Exercise goal:
Of the lines below, reproduce exactly those from the line containing "Category: white paper on table" to the end, including both the first and the last.

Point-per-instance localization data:
● ● ●

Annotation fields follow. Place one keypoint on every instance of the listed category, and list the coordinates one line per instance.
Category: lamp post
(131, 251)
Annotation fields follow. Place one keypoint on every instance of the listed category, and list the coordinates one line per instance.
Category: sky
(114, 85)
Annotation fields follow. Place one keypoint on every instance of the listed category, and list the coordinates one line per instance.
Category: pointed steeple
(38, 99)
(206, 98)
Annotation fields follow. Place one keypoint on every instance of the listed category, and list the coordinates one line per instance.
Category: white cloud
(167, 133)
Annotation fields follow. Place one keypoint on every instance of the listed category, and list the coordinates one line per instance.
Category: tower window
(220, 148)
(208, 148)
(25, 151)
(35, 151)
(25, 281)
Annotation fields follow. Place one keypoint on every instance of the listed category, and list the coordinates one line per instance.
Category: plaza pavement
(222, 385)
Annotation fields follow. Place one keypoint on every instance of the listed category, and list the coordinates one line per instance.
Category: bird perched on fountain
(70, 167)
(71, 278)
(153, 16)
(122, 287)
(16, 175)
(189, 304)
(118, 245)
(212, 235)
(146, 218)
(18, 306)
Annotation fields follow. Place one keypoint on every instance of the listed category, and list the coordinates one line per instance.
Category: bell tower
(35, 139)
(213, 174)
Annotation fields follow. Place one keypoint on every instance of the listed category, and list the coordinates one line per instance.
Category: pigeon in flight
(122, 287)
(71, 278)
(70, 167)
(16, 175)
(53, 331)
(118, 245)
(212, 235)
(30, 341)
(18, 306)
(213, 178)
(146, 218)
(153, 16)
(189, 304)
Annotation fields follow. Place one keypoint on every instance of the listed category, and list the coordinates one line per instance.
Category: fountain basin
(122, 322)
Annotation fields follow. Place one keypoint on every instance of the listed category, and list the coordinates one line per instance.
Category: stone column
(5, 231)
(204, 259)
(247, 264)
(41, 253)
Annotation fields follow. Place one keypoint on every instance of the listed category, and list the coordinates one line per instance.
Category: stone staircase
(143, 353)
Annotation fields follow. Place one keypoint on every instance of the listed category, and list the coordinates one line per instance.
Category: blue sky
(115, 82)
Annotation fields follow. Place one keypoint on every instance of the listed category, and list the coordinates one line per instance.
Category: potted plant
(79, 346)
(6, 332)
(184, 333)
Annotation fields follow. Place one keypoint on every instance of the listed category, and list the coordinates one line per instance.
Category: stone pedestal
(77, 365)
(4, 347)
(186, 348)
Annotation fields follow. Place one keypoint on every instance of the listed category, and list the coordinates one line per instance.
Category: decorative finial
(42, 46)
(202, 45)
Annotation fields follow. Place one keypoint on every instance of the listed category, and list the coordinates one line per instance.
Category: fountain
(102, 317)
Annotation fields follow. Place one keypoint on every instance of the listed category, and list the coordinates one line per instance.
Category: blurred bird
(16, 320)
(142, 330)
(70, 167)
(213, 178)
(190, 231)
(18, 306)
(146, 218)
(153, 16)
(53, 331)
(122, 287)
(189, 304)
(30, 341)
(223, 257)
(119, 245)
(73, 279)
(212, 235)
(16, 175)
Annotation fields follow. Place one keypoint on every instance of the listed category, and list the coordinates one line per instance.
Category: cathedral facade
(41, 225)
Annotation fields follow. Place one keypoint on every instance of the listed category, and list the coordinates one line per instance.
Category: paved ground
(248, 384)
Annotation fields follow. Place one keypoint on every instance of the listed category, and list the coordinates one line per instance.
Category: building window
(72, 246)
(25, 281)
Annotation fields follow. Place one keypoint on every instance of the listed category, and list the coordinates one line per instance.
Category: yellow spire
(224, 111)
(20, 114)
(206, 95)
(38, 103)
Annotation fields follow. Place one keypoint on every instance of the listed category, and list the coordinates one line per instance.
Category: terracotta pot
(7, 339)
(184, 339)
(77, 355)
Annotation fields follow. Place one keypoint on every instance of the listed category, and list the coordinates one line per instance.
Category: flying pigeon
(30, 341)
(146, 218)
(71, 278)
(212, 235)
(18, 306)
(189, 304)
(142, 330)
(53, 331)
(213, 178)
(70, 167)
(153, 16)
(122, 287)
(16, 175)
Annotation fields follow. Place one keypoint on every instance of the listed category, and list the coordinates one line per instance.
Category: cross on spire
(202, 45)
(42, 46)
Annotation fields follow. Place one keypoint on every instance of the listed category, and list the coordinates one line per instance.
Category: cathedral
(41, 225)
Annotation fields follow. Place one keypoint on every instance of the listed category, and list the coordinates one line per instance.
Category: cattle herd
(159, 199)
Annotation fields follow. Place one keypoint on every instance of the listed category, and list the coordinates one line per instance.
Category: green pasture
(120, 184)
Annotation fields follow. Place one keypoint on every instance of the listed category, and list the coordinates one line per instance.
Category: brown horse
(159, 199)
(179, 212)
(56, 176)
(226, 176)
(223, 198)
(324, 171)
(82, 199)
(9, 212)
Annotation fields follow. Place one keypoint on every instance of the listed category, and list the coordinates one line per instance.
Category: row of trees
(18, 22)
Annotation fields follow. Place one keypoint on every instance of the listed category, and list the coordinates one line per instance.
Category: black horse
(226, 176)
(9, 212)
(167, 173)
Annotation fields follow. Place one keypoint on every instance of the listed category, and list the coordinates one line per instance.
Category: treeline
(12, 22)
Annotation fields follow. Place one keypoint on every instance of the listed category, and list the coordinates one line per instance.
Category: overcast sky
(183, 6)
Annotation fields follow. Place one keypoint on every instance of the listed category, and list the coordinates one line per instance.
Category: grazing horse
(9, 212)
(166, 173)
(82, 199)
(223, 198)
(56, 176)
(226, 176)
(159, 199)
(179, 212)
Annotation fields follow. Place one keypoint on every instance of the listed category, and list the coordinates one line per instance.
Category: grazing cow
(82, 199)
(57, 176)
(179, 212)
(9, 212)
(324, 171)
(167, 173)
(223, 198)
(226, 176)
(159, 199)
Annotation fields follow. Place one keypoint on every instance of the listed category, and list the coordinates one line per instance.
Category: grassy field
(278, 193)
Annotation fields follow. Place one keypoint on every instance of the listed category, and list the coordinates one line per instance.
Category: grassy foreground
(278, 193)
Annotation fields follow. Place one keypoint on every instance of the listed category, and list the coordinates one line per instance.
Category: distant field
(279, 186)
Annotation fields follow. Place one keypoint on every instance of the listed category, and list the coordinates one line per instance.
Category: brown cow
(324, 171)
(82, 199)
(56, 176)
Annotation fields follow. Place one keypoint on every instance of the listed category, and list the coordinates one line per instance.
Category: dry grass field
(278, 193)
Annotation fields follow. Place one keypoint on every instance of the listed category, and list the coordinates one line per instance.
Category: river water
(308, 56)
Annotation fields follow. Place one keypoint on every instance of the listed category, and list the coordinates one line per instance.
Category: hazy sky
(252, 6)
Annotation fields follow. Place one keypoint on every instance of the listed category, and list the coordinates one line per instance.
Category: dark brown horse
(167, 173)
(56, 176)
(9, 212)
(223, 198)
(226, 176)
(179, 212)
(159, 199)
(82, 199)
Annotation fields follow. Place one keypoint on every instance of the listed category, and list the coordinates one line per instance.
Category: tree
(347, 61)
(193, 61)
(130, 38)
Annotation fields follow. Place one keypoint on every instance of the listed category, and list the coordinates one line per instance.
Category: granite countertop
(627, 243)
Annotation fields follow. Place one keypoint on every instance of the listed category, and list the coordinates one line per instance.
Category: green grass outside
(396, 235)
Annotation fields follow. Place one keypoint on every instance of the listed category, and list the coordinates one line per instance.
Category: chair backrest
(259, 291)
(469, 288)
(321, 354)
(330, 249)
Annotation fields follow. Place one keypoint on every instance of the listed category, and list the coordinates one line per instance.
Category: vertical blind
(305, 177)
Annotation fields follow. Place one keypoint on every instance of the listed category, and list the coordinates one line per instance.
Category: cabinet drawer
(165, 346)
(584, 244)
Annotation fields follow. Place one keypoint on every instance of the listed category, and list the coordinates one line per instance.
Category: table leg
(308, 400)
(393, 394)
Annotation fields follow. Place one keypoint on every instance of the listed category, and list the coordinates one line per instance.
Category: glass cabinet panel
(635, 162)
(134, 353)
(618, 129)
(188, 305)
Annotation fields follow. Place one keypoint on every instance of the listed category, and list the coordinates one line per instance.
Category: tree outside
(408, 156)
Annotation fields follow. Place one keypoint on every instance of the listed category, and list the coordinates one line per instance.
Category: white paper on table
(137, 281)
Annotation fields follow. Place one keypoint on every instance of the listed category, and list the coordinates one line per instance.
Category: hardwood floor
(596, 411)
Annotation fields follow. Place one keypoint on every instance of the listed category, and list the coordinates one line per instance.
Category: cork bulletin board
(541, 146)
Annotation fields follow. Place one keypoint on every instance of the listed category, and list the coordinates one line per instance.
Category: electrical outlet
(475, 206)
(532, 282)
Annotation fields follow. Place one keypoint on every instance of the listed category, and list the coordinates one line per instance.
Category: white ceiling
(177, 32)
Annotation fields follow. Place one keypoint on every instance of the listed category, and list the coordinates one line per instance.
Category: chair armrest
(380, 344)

● ● ●

Your response:
Category: white paper on table
(137, 281)
Annotation fields follow. Place one keypoint on every instance of the listed category, and list the coordinates one line per instance.
Category: hardwood floor
(596, 411)
Annotation fields follow. Place one keypoint on every instance of the listed category, and list the coordinates one line per instance.
Category: cork bulletin board
(541, 146)
Annotation fields follow. Place one keypoint on every instance of the listed category, and list the coordinates one line per instance.
Category: electrical outlet
(475, 206)
(532, 282)
Annotation fields follow. Place one keypoint on every instance of the listed category, and list the coordinates one line per instance.
Category: white ceiling
(177, 32)
Annotation fields follow. Place one keypoint on every instance of the listed category, and list the coordinates one line per instance.
Category: chair armrest
(380, 344)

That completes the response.